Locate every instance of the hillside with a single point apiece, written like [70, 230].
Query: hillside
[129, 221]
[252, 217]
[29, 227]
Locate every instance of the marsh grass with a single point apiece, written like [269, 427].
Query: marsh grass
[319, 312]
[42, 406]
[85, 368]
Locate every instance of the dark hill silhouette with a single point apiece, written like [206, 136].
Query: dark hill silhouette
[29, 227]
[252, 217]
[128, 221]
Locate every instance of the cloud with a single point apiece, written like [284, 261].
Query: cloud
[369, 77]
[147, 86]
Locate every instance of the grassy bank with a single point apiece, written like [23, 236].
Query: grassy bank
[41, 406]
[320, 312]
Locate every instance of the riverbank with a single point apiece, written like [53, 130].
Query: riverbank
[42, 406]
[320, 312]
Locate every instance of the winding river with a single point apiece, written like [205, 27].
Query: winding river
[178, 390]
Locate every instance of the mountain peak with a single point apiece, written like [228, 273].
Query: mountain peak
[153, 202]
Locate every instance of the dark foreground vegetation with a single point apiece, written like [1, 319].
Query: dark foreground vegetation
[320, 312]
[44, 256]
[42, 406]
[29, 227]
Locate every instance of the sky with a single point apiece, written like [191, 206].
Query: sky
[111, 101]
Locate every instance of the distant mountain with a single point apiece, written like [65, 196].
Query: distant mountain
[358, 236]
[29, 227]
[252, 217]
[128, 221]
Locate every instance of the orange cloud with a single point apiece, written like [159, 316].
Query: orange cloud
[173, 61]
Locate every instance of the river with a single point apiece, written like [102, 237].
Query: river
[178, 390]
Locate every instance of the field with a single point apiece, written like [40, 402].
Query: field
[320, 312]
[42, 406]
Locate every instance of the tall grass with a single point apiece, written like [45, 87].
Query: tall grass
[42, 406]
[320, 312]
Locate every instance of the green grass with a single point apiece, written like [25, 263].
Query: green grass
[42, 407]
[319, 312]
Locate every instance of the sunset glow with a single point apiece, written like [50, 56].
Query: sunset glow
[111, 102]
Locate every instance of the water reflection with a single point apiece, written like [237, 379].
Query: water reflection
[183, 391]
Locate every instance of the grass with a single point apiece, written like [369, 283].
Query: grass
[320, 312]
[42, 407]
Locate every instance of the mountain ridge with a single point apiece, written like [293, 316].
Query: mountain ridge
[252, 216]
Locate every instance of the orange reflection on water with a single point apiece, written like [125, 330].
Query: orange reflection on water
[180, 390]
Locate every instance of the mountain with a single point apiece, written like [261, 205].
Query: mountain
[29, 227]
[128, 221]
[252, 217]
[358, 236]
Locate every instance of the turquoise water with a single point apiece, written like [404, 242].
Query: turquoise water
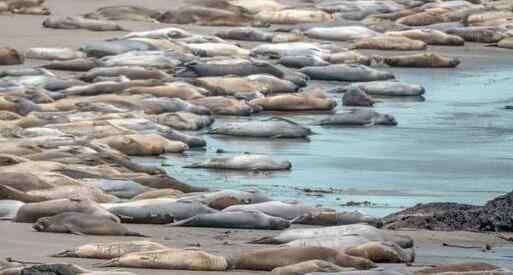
[454, 146]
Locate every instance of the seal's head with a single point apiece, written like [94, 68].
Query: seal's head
[41, 224]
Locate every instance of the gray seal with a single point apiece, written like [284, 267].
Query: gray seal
[240, 219]
[346, 72]
[82, 224]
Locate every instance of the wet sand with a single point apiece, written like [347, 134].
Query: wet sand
[20, 242]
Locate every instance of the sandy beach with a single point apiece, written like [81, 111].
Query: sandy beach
[353, 161]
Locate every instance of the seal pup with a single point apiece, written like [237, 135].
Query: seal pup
[109, 250]
[131, 13]
[10, 56]
[382, 252]
[346, 72]
[274, 127]
[239, 219]
[294, 102]
[388, 42]
[243, 162]
[422, 60]
[82, 224]
[75, 22]
[271, 258]
[31, 212]
[170, 258]
[307, 267]
[359, 117]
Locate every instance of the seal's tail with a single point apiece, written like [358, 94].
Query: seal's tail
[136, 234]
[65, 253]
[265, 240]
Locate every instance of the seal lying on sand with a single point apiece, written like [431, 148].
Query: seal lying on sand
[382, 252]
[343, 72]
[75, 22]
[388, 42]
[79, 223]
[422, 60]
[294, 102]
[275, 208]
[387, 88]
[239, 219]
[133, 13]
[9, 56]
[337, 218]
[270, 258]
[308, 266]
[270, 128]
[109, 250]
[171, 258]
[366, 231]
[243, 162]
[359, 117]
[31, 212]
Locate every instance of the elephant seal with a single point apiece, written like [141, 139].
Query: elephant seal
[275, 208]
[10, 56]
[346, 72]
[387, 88]
[207, 16]
[359, 117]
[144, 144]
[388, 42]
[307, 267]
[271, 258]
[243, 162]
[368, 232]
[58, 192]
[9, 208]
[242, 220]
[477, 34]
[382, 252]
[179, 90]
[75, 22]
[422, 60]
[159, 193]
[82, 224]
[31, 212]
[183, 121]
[430, 36]
[79, 64]
[170, 258]
[246, 34]
[199, 69]
[337, 218]
[53, 54]
[302, 61]
[294, 102]
[346, 33]
[274, 127]
[357, 97]
[109, 250]
[158, 211]
[225, 106]
[460, 268]
[190, 140]
[349, 57]
[131, 13]
[131, 72]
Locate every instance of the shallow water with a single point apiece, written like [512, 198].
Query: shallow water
[454, 146]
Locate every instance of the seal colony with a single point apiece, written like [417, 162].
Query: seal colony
[71, 126]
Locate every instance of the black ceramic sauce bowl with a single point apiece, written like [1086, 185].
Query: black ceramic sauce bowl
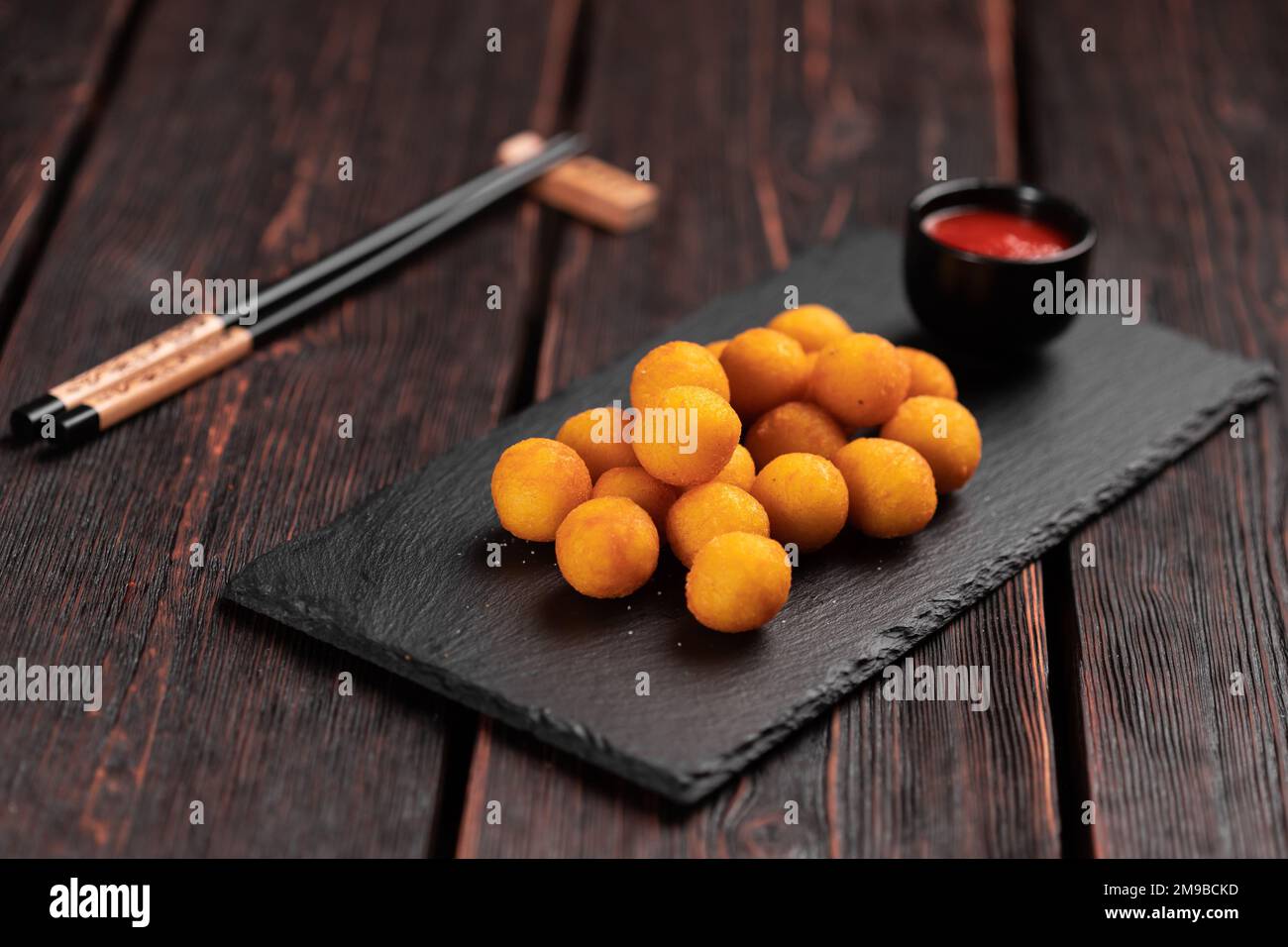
[987, 303]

***

*Task to carry out*: Please write out all the data again word for word, but not the pictures.

*Response*:
Locate every instance of the hillside with a single point apiece, written like [70, 230].
Query: hillside
[129, 221]
[252, 217]
[29, 227]
Locate every instance of the marsh grass with a single point apiece, written like [269, 427].
Query: marsh grass
[319, 312]
[42, 406]
[85, 368]
Locate every instance of the dark hill silhouette with a single point apiece, written like [206, 136].
Query: dark hill silhouette
[29, 227]
[252, 217]
[128, 221]
Locate every instance of the cloud with a single point apiece, written like [284, 261].
Query: cloud
[369, 77]
[147, 86]
Locate every instance of the grassy bank with a single point apiece, written like [23, 236].
Query: grassy bank
[41, 406]
[320, 312]
Locate every instance of the riverbank with a single point apiece, written like [53, 130].
Query: riverbank
[42, 406]
[320, 312]
Locate every instance of the winding river with a single point apiece, written like [205, 27].
Query: winding river
[178, 390]
Locate every instance of the mountain peak with a single point apiece, written like [228, 273].
Query: mountain peak
[153, 202]
Locate every instance of the dark foreground vegetation with a single point apiece, written like [1, 319].
Query: dark foreground vegetation
[320, 312]
[44, 256]
[42, 406]
[29, 227]
Locate every instance of the sky with a single point apiece, written like [191, 206].
Query: sky
[111, 101]
Locate every instance of the distant mountain with a single point apiece, written like [65, 196].
Query: distant mountain
[358, 236]
[29, 227]
[252, 217]
[128, 221]
Locate every instance of the orange cloud with a single point apiece, written like [159, 316].
Query: orange cloud
[173, 61]
Locate every instance of the river with a single point apiece, written like [102, 237].
Query: river
[178, 390]
Locate every instance of the field with a single point apiece, written like [40, 402].
Query: field
[320, 312]
[42, 406]
Locate every instance of the tall grass with a single point apiece, written like [45, 87].
Query: tall grass
[42, 406]
[320, 312]
Locate every instance of the green grass with a single point apiece, written like [25, 263].
Query: green grass
[42, 407]
[319, 312]
Locate every instance of the sunset glow with a single point apiece, written like [50, 56].
Query: sunset glow
[111, 102]
Locate every instance of the water reflection with a single point apiece, written like [237, 379].
Query: water reflection
[183, 391]
Locate every instance of the grass with a single point apiece, written like [369, 283].
Query: grass
[320, 312]
[42, 407]
Locate every instance of the mountain ridge with a single point apiece, written like [293, 316].
Query: mountain ridge
[252, 216]
Locate every instance of the orange reflection on water with a single point apiece, written like [125, 330].
Query: orange reflection on water
[180, 390]
Locate every instance of the mountain with a single point apiece, written like [261, 205].
Query: mountain
[29, 227]
[128, 221]
[252, 217]
[358, 236]
Locate every instance of the turquoise water with a single point apiece, written like [404, 242].
Query: turquoise water
[454, 146]
Locate every instance of the seal's head with a single point apiece, written like [94, 68].
Query: seal's head
[41, 224]
Locate every instance of the gray seal with a single point apiece, written like [284, 267].
Query: gray seal
[240, 219]
[346, 72]
[82, 224]
Locate every instance of the wet sand with a single point apiece, written like [347, 134].
Query: wet sand
[20, 242]
Locate every instance of the sandy beach with a single point apiece, written like [81, 111].
Query: sandy beach
[353, 161]
Locate every instance of the seal pup with a single point apiece, written like [237, 135].
Query: seal pup
[109, 250]
[131, 13]
[10, 56]
[382, 252]
[346, 72]
[274, 127]
[239, 219]
[294, 102]
[388, 42]
[243, 162]
[422, 60]
[82, 224]
[75, 22]
[271, 258]
[31, 212]
[170, 258]
[307, 267]
[359, 117]
Locate every instance of the seal's tail with a single point apiece, written like [358, 94].
Query: seal's tail
[136, 234]
[65, 253]
[265, 240]
Locate every instance of the seal lying on sand with a single point apiece, written like [431, 148].
Query: seal lying on sand
[382, 252]
[343, 72]
[75, 22]
[388, 42]
[79, 223]
[422, 60]
[294, 102]
[275, 208]
[387, 88]
[239, 219]
[133, 13]
[9, 56]
[337, 218]
[270, 258]
[308, 266]
[270, 128]
[109, 250]
[171, 258]
[366, 231]
[243, 162]
[359, 117]
[31, 212]
Locate every instance of the elephant seal with a single point apiece, written like [141, 139].
Query: elephant seal
[275, 208]
[10, 56]
[346, 72]
[387, 88]
[207, 16]
[359, 117]
[144, 144]
[388, 42]
[307, 267]
[271, 258]
[243, 162]
[368, 232]
[58, 192]
[9, 208]
[242, 220]
[477, 34]
[382, 252]
[179, 90]
[75, 22]
[422, 60]
[159, 193]
[82, 224]
[31, 212]
[183, 121]
[430, 36]
[79, 64]
[170, 258]
[246, 34]
[199, 69]
[337, 218]
[53, 54]
[302, 61]
[294, 102]
[346, 33]
[274, 127]
[357, 97]
[109, 250]
[158, 211]
[225, 106]
[460, 268]
[190, 140]
[349, 57]
[131, 13]
[131, 72]
Locate every instance of the shallow water with a single point apiece, written like [512, 198].
Query: shallow water
[454, 146]
Locate every instance of the seal colony with a single point apiece, written like [417, 162].
Query: seal colony
[71, 126]
Locate every instance of the black ceramic sauce bowl with a single point apiece, written like [1086, 185].
Query: black ceramic sauce bowl
[987, 303]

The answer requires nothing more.